Your objective: Nothing should be left out when you copy the entries below.

Source records:
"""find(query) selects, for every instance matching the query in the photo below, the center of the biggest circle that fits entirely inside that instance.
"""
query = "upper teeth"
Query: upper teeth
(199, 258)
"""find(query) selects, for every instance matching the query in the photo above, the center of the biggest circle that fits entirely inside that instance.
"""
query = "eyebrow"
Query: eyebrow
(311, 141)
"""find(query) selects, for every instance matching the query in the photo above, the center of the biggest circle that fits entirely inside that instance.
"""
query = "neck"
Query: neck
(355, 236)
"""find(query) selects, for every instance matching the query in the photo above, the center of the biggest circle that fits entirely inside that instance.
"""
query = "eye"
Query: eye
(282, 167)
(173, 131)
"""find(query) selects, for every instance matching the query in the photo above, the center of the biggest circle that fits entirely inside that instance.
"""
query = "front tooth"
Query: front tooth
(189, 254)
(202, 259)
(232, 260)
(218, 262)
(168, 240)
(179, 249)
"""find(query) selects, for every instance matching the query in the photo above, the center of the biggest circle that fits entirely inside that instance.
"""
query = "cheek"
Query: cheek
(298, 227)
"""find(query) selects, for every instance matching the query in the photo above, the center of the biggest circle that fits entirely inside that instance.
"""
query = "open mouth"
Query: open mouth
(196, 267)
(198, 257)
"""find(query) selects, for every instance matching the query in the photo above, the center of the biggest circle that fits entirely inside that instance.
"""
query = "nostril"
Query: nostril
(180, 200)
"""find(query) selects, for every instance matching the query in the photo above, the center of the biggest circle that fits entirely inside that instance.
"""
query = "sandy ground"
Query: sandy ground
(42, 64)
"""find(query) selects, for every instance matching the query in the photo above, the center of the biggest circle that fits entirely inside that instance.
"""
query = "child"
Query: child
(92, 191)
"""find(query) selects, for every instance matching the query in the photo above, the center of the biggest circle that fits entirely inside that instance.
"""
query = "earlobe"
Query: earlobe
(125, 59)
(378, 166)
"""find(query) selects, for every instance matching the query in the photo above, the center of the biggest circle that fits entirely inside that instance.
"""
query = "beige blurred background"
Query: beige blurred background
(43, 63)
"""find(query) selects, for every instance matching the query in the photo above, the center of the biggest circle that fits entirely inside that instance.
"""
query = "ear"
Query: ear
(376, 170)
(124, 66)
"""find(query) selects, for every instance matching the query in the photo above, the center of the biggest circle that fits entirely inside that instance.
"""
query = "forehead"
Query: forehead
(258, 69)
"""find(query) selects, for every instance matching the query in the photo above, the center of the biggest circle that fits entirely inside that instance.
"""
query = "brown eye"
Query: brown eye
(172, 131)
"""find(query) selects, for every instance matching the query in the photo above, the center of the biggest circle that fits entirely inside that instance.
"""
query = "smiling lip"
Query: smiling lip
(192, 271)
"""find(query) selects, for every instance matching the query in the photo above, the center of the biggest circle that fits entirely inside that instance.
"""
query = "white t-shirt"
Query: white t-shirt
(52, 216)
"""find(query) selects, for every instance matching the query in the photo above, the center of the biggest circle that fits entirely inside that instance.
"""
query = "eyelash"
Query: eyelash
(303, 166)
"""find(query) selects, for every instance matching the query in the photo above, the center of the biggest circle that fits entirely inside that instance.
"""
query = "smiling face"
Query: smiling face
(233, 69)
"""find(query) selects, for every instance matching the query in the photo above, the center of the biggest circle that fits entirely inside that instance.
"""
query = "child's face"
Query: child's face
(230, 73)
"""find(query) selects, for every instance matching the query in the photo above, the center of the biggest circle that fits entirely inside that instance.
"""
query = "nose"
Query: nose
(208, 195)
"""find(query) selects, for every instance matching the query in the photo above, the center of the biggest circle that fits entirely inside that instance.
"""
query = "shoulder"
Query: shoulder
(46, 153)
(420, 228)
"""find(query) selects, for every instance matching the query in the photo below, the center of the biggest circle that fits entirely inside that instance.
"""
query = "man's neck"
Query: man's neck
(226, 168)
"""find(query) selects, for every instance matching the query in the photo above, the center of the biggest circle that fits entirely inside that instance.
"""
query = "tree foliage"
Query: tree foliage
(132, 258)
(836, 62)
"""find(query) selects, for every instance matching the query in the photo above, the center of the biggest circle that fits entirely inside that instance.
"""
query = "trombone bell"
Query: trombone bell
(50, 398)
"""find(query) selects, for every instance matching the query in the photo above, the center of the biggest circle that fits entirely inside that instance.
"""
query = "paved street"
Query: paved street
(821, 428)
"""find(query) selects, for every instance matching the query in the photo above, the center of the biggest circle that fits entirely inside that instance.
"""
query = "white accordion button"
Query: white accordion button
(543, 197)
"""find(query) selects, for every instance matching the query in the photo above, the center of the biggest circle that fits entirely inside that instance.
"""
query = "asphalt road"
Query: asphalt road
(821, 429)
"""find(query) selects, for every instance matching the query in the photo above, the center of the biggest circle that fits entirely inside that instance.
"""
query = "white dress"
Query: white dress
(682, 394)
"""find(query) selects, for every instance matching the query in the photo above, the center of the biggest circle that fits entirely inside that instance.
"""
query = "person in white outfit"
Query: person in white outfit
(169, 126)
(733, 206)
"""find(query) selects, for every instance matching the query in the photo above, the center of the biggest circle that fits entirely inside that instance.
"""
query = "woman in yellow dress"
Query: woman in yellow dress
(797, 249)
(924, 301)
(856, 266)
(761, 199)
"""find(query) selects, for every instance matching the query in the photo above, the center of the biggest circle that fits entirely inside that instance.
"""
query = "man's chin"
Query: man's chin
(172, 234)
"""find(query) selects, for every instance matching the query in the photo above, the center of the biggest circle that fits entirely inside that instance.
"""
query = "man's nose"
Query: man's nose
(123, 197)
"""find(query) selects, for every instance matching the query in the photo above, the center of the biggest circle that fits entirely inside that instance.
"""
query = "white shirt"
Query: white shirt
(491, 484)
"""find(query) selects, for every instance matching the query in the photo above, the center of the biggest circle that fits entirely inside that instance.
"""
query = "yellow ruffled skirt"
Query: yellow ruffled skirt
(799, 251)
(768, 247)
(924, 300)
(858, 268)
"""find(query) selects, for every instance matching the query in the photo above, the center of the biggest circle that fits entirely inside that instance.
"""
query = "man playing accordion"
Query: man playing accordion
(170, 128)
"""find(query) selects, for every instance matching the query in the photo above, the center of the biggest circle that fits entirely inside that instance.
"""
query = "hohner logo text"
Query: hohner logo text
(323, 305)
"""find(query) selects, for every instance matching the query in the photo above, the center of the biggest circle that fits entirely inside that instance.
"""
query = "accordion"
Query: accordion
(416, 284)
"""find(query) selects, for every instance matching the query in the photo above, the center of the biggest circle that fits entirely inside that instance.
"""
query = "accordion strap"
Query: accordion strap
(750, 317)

Task output:
"""find(query) selects, for every instance matching the query in the photo below, the center of the biggest circle that fits entirely inside that instance.
"""
query = "upper teeth"
Query: upper teeth
(199, 258)
"""find(query) selects, for every instance matching the query in the photo above, the center of the biggest circle that fits entirely inside that instance.
"""
query = "eyebrow"
Query: eyebrow
(311, 141)
"""find(query) selects, for every instance matching the query in the photo above, the center of the biggest circle that fits entirely inside that instance.
"""
query = "neck"
Query: neck
(355, 236)
"""find(query) selects, for every instance matching the query in the photo above, the center of the biggest circle that fits entirely inside that instance.
"""
query = "eye"
Query: eye
(282, 167)
(173, 131)
"""find(query) selects, for every instance matching the query in the photo above, the center of the biggest circle that fits entirely inside that instance.
"""
query = "front tooth"
Query: front tooth
(189, 254)
(202, 259)
(232, 260)
(218, 262)
(168, 240)
(179, 249)
"""find(query) selects, for every instance matching the query in the photo above, the center of the biggest circle that fits entirely inside that instance.
"""
query = "cheek"
Query: cheek
(298, 227)
"""find(query) selects, for every instance matching the query in the photo above, the center of the biggest circle that fits entirely inside that instance.
"""
query = "open mouth"
Query: open mouth
(196, 267)
(198, 257)
"""find(query) selects, for every instance matching the query in the photo above, the center of the biggest circle that fits entirely inside that instance.
"""
query = "nostril"
Query: nostril
(180, 200)
"""find(query) selects, for every instance matching the query in the photo above, the center of the biggest circle that fits entirely inside that instance.
"""
query = "sandy ground"
Query: sandy ground
(42, 64)
"""find(query) selects, for every instance matching the query in the photo above, the center of the biggest circle that fits entirely inside that instance.
"""
query = "child"
Query: child
(92, 191)
"""find(query) selects, for every instance matching the query in the photo above, the center of the biggest circle that fits entirely inside that instance.
"""
query = "earlobe"
Query: earlobe
(125, 59)
(378, 166)
"""find(query) selects, for every instance matching the query in the photo above, the center of the biggest circle that fits entirely inside that instance.
"""
query = "beige blurred background"
Query: beige blurred background
(43, 63)
"""find(query) selects, for every instance matching the query in the photo above, the center of the biggest circle that fits entirely inside that instance.
"""
query = "ear"
Query: ear
(376, 170)
(124, 66)
"""find(query) selects, for every instance matching the query in the photo above, the center of the biggest circle that fits entirely inside that instance.
"""
query = "forehead"
Query: forehead
(258, 69)
"""find(query) selects, for every instance matching the query in the photo above, the center of the biggest circle that fits entirely inside that instance.
"""
query = "brown eye"
Query: brown eye
(172, 131)
"""find(query) selects, for every instance matching the query in the photo above, the center of the biggest circle that fits entirely inside that instance.
"""
query = "smiling lip"
Query: smiling lip
(192, 271)
"""find(query) selects, for every instance matching the query in the photo above, the center of the biggest circle that fits entirely inside that instance.
"""
query = "white t-shirt"
Query: white t-shirt
(52, 216)
"""find(query) selects, for every instance matching the query in the photo above, the center of the biggest circle that fits entirely inside that instance.
"""
query = "eyelash"
Query: eyelash
(303, 166)
"""find(query) selects, for every instance matching the query in the photo above, the center of the biggest circle that fits entirely inside that instance.
"""
query = "smiling face"
Query: smiling face
(233, 69)
"""find(query) selects, for every instance matching the query in the photo above, the center of the biggest circle that fits entirely inside that instance.
"""
query = "child's face"
Query: child's face
(230, 73)
"""find(query) selects, for every instance matching the query in the photo above, the center of the biggest circle that fits entirely inside that instance.
"""
query = "nose"
Query: nose
(208, 195)
"""find(query) selects, for every instance matching the query in the photo above, the center of the biggest circle that fits entirely inside that instance.
"""
query = "shoulder"
Query: shoulder
(46, 153)
(420, 228)
"""find(query) selects, for every instance matching the query in the photo below, the center of the biggest circle that fits entirely inside that instance.
"""
query = "man's neck"
Query: man's neck
(226, 168)
"""find(query) selects, for every instance matching the query in the photo above, the center of the biggest circle that fits entirely inside that instance.
"""
query = "tree foliage"
Query: tree foliage
(132, 258)
(836, 62)
"""find(query) selects, for every instance matching the query in the photo above, the center of the biggest circle that fits entirely inside that instance.
"""
query = "trombone bell"
Query: trombone bell
(50, 398)
"""find(query) selects, for every instance matching the query in the photo above, the center of the biggest circle that fits entirely inside that instance.
"""
query = "paved street"
Query: paved street
(821, 428)
"""find(query) selects, for every instance matching the query in the photo above, the center of the biggest circle that fits entirely inside that instance.
"""
query = "white accordion button"
Query: white accordion button
(543, 197)
"""find(query) selects, for every instance matching the query in the photo above, the center of the biggest circle that fits entirely inside that instance.
"""
query = "asphalt road"
Query: asphalt road
(821, 429)
"""find(query) selects, for every instance matching the query in the photo above, the center of the biggest circle that fits entirely inside that instance.
"""
query = "white dress"
Query: white dress
(682, 394)
"""find(query) selects, for every instance matching the query in the photo above, the center of the biggest circle that fits entirely inside that instance.
"""
query = "person in white outfit"
Query: person in white outfit
(169, 126)
(733, 206)
"""find(query) selects, for every instance matching the query in the photo above, the center of the biggest circle that fits entirely inside that instance.
"""
query = "woman in yellow dress"
Query: woman in yellow dress
(797, 249)
(924, 301)
(856, 266)
(761, 199)
"""find(query) selects, for every instance matching the query in the photo above, the center of the biggest circle that fits entirely inside that instance.
"""
query = "man's chin"
Query: man's chin
(172, 234)
"""find(query) selects, for every instance matching the query in the photo above, the center of the biggest circle that fits entirely inside that instance.
"""
query = "man's nose"
Query: man's nose
(123, 197)
"""find(query) selects, for every instance matching the query in the photo above, the center of the biggest circle that fits entirely inside that instance.
"""
query = "white shirt"
Query: white shirt
(491, 484)
"""find(query) selects, for every instance matching the query in the photo above, the center of the biggest circle that fits entirely inside that instance.
"""
query = "yellow ruffled skirt"
Query: yellow ruffled skirt
(799, 251)
(768, 247)
(924, 300)
(858, 268)
"""find(query) selects, for every instance matching the query in the photo above, the center of the biggest circle that fits entirely inside that instance.
"""
query = "man playing accordion"
Query: man playing accordion
(170, 128)
"""find(query) selects, for every instance matching the query in the photo above, the center of the biggest circle that fits entirely inside that instance.
"""
query = "hohner logo text"
Query: hohner logo text
(323, 305)
"""find(query) selects, for every instance matching the query in the photo above, the center of the biggest circle that fits entirely inside that instance.
"""
query = "accordion"
Query: accordion
(416, 284)
"""find(query) selects, for every instance matching the query in the photo above, the center of the biggest circle that fits entirely inside that instance.
"""
query = "accordion strap"
Query: accordion strap
(750, 317)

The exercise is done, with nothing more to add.